Records for the task section start

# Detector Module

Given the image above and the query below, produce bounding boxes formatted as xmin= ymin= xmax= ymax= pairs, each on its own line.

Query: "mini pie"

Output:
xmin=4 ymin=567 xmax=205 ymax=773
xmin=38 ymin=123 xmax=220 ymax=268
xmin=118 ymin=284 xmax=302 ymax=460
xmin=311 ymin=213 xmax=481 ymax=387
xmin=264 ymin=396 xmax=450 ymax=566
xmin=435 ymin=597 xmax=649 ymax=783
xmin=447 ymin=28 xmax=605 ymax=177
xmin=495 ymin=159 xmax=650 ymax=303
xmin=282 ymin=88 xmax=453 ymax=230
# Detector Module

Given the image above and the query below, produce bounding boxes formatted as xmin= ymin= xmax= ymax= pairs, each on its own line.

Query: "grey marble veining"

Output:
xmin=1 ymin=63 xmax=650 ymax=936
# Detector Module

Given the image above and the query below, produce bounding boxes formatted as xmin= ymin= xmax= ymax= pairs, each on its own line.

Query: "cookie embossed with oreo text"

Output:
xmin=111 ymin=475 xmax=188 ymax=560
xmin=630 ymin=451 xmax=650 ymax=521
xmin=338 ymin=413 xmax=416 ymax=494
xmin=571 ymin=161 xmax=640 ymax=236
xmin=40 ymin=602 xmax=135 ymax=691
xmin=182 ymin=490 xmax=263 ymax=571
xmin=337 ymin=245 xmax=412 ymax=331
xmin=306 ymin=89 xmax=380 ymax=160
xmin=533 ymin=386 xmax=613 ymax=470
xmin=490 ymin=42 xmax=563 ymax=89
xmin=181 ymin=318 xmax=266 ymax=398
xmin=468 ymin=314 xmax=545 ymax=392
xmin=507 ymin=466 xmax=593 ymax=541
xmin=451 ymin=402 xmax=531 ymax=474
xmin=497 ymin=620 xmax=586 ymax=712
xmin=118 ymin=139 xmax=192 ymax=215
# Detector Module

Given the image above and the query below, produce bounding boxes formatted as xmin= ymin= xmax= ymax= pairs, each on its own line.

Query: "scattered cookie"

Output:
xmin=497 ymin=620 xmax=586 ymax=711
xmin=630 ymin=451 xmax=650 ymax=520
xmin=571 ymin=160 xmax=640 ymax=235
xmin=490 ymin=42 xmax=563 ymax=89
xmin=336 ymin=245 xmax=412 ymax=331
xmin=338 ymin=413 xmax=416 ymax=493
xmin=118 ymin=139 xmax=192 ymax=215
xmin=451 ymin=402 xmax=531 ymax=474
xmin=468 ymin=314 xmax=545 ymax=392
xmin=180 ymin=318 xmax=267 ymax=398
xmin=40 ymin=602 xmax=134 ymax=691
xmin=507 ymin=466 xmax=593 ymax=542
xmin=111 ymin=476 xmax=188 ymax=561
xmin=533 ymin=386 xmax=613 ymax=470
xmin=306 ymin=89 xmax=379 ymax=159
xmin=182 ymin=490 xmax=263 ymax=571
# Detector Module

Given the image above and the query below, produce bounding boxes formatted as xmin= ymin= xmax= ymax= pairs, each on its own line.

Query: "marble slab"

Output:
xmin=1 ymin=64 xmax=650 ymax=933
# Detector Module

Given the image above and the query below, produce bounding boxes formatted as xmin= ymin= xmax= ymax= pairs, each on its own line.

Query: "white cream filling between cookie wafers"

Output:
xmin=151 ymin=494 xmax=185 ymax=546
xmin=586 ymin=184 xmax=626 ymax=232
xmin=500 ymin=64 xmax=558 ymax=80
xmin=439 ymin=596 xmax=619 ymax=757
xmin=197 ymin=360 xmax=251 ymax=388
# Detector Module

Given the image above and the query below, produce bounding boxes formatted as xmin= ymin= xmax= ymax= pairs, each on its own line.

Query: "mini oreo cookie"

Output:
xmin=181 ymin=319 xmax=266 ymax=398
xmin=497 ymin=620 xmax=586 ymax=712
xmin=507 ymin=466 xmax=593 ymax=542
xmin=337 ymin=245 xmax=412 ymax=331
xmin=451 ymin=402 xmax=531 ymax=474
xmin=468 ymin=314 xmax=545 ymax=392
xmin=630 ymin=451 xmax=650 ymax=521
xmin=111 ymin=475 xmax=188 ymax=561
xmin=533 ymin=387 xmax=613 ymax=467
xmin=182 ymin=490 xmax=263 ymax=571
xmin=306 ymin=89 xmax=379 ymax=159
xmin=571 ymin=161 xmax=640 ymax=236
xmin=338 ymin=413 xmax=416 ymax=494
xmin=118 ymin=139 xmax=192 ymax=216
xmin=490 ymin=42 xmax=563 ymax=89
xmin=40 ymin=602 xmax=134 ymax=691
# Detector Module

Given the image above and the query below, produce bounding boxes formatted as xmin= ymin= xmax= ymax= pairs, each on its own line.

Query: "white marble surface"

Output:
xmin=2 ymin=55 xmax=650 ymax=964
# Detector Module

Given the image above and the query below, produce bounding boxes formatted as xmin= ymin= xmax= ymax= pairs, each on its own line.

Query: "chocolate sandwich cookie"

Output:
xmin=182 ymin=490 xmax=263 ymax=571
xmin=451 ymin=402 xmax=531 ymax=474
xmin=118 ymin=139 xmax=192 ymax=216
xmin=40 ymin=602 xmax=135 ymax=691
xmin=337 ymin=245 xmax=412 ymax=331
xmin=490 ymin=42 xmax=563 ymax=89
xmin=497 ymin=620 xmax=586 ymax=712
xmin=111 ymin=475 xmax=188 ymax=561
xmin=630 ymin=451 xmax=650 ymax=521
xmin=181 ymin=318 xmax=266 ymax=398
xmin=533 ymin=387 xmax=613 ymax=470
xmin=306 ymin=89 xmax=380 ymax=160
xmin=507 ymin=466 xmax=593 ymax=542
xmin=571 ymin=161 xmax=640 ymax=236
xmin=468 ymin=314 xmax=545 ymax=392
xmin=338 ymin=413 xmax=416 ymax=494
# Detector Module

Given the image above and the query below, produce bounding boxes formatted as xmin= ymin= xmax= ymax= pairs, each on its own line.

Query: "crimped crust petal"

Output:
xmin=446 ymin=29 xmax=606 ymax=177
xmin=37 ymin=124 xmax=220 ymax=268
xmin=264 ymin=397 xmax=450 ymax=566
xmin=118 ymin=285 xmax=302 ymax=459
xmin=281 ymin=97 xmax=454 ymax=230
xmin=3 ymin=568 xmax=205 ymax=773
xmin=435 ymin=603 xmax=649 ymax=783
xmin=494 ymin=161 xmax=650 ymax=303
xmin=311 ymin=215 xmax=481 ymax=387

Records for the task section end

**Work instructions**
If a line in the records above contains "white", copy that line.

**Written answer**
Query: "white cream filling between cookie wafers"
Query: "white marble surface"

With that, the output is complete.